>> Begin DATA ENTRIES

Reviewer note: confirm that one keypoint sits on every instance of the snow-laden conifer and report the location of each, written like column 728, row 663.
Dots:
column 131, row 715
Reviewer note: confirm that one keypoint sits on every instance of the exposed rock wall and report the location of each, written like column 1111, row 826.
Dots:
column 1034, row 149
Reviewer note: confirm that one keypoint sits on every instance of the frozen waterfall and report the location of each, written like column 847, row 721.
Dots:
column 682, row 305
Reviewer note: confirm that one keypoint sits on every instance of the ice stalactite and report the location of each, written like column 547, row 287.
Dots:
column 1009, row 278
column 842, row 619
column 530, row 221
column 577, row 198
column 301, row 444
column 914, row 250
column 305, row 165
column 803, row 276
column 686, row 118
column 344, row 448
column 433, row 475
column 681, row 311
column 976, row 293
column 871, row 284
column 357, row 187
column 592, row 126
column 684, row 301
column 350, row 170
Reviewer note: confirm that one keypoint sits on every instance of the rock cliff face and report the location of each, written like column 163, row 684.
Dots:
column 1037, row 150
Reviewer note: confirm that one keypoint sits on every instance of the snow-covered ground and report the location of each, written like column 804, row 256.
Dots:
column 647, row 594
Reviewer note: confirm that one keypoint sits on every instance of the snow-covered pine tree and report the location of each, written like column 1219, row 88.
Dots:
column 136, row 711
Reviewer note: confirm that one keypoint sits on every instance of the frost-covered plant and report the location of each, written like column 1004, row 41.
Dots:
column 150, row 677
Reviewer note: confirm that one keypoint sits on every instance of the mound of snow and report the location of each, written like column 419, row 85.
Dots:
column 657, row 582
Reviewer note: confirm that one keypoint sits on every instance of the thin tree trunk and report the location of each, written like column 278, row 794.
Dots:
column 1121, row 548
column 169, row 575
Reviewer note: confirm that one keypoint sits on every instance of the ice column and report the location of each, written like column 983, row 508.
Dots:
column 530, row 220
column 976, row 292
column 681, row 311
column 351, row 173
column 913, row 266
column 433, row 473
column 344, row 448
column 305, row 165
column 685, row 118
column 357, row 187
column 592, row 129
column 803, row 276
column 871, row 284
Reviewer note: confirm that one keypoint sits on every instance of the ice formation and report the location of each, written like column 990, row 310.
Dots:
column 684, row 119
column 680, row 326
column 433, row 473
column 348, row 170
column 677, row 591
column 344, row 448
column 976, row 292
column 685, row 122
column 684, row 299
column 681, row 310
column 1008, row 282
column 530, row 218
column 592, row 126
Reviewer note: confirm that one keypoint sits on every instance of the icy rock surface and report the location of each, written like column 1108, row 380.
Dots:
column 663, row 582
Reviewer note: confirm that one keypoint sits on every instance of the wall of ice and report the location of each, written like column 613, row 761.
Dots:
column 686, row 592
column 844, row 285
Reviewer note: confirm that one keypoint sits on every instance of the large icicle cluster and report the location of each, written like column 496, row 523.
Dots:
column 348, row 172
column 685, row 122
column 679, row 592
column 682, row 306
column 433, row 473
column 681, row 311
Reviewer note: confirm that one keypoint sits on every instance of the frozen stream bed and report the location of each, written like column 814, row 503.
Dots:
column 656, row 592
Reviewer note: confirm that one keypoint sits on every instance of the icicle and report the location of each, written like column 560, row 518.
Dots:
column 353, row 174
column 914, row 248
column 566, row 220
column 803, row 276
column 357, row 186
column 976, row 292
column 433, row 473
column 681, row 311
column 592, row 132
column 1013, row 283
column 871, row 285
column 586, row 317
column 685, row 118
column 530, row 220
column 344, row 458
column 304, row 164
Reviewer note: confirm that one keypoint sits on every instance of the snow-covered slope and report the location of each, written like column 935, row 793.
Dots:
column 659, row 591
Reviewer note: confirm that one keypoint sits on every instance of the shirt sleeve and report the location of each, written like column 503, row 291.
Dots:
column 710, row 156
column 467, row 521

>> End DATA ENTRIES

- [EXERCISE PROMPT] Pull out, without any change, the lines of the records from the line containing "814, row 503." through the line containing "column 304, row 164", both included.

- [RESPONSE BELOW]
Reviewer note: confirm that one keypoint sits on every instance of the frozen stream bed and report the location of each, written like column 814, row 503.
Dots:
column 656, row 592
Reviewer note: confirm that one keypoint sits on every instance of the icicle and report the location of each, written like column 560, row 518.
Dots:
column 353, row 174
column 914, row 248
column 566, row 220
column 803, row 276
column 357, row 186
column 976, row 292
column 433, row 473
column 681, row 311
column 592, row 132
column 1013, row 283
column 871, row 285
column 586, row 317
column 685, row 118
column 530, row 220
column 344, row 458
column 304, row 164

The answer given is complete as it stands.